**What you should do**.
According to the CSV comparison notes, why does the tool treat "1" and "01" as different values? Answer in one to three sentences.

**Passage**.
Numeric vs string equality
"1" and "01" are different strings even though they represent the same number. The tool compares as strings (because CSV is strings). If you want numeric equality, normalize the column upstream — or accept the diff and treat it as a real data inconsistency worth surfacing.
Duplicate keys
If your “key column” actually has duplicates, key-based matching is undefined: only the last row with that key wins on each side. The tool surfaces nothing about this — sanity-check uniqueness with awk -F, '{print $1}' file.csv | sort | uniq -d or in Excel before relying on a key-column diff.
Privacy: nothing is uploaded
Both CSVs are parsed and compared entirely in your browser using PapaParse and a small in-house diff engine. Neither file ever reaches a server — open DevTools → Network and confirm. That matters when you’re comparing customer lists, internal product data, or anything you wouldn’t paste into a public diff site.
Need to do something else with these files? Merge two CSVs into one, view a CSV in a sortable table, or fix a broken CSV before comparing.
Related tools
Convert any CSV file to a real .xlsx Excel workbook in seconds. Free, no signup, files never leave your browser.
Turn any .xlsx or .xls Excel file into a clean CSV. Pick the sheet, pick the delimiter, download. No upload.
Convert any Excel workbook (.xlsx or .xls) to a printable PDF in seconds. Pick the sheet, pick orientation, download. 100% private.
Convert any CSV file to a clean PDF table in seconds. Free, no signup, files never leave your browser.
Frequently asked questions
- How do I diff two CSV files?
Drop File A (the old version) and File B (the new version) into the boxes at the top of this page. The tool parses both with PapaParse and shows three tabs — Added, Removed, Changed — with downloadable CSVs for each.

**Supplied material**.
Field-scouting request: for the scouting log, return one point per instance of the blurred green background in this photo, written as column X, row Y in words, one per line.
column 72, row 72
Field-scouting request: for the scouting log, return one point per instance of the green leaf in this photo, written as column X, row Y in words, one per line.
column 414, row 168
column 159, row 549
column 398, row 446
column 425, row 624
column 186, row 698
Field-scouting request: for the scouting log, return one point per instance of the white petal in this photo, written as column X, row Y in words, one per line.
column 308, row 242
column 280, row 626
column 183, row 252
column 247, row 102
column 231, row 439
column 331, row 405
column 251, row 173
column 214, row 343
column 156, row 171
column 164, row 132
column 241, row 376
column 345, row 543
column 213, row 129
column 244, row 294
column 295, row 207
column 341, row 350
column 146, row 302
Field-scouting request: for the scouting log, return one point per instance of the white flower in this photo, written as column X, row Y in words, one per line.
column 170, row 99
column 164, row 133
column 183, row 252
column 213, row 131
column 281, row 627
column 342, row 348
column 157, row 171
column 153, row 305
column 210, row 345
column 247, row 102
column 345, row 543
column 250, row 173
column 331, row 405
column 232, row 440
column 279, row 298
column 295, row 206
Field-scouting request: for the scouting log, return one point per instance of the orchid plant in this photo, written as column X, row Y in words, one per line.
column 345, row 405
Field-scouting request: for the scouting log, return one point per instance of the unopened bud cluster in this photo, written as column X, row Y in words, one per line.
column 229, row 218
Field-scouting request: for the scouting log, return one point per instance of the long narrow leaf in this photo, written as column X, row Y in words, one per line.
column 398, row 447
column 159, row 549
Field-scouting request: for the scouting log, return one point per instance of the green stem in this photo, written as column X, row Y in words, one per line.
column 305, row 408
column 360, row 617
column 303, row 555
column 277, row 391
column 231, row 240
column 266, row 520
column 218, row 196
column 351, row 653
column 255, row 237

**Solution to the exercise**.
The tool compares values as strings because CSV data is strings. Although "1" and "01" represent the same number, they are different strings, so they do not match.